Text block:

Considerations When Hiring a Grant Writer

by | Feb 16, 2024 | Development/Fundraising, Grant Research, Grant Writing

 

If you’re a nonprofit leader, finding a great grant writer is like winning the lottery.

These grant writers transform your organization’s programs into written materials that move donors to write your organization a check. All while freeing up your time to focus on impact!

But grant writers come in more varieties than you might expect. Over in our nonprofit consulting community, The Hive, our members tend to specialize in working with different types of organizations. For example, one grant writer works primarily with arts and culture organizations, and another for national advocacy groups.

Different grant writers also work with clients in different ways. Some are partially embedded, providing a range of fundraising-related services. Others write your grant and offer invaluable guidance, but don’t provide long-term services.

So, how do you find the right grant writer for your organization?

 

Do You Need to Hire a Grant Writer or an Overall Grant Professional?

Before talking to grant writers, it’s important to understand the types of services you are seeking. Grant professionals can fill a variety of needs at your organization.

Writing grant proposals

Generally, when we talk about writing a grant, we’re referring to the letter of inquiry (LOI) and/or the proposal narrative. But some grant writers also coordinate the full package of materials submitted to funders. They may even complete online submissions for you. If you need it, you can also find grant writers who will write grant reports.

Researching grant prospects

Before you write a grant proposal, you need to find potential funders for your work. Many grant professionals subscribe to professional funder databases. Because they’re familiar with the data and the funders, they can conduct grant research that delivers a well-matched foundation prospect list—giving you a head start in fundraising.

Set tasks:
1. Please summarize the grant writer article in two sentences.
2. According to the grant writer article, what do many grant professionals subscribe to?
The rows have no connection to the grant writer article.

Data extract:

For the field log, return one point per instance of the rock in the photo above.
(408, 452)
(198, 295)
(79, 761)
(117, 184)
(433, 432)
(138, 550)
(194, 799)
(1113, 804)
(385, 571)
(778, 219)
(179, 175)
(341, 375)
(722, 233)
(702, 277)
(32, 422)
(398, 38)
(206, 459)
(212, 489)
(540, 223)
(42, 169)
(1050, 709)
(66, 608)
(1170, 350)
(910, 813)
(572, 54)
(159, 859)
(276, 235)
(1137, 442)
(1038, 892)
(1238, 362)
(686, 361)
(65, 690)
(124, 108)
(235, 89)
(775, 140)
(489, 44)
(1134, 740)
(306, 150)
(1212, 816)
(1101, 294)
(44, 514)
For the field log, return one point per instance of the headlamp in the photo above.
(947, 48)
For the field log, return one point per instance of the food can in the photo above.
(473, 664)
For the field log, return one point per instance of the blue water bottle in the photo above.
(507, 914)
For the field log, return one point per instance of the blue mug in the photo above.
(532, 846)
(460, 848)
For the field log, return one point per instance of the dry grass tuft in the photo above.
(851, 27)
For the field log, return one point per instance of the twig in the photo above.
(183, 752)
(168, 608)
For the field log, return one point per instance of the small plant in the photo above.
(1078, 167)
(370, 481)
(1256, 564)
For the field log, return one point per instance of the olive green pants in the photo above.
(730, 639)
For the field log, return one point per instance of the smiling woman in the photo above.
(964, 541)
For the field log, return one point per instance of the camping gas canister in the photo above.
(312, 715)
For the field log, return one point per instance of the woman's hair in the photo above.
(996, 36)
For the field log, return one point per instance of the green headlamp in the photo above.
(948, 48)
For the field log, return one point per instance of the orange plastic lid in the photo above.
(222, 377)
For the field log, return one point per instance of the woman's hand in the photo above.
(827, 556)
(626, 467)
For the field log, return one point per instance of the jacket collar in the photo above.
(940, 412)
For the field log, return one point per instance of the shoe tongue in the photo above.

Answers below:
1. Grant writers differ in the types of organizations they specialize in and in how they work with clients, with some partially embedded and others writing grants without long-term services. Beyond writing letters of inquiry and proposal narratives, and sometimes full submission packages or grant reports, grant professionals can also research funders through professional databases to build a well-matched prospect list.

2. Professional funder databases.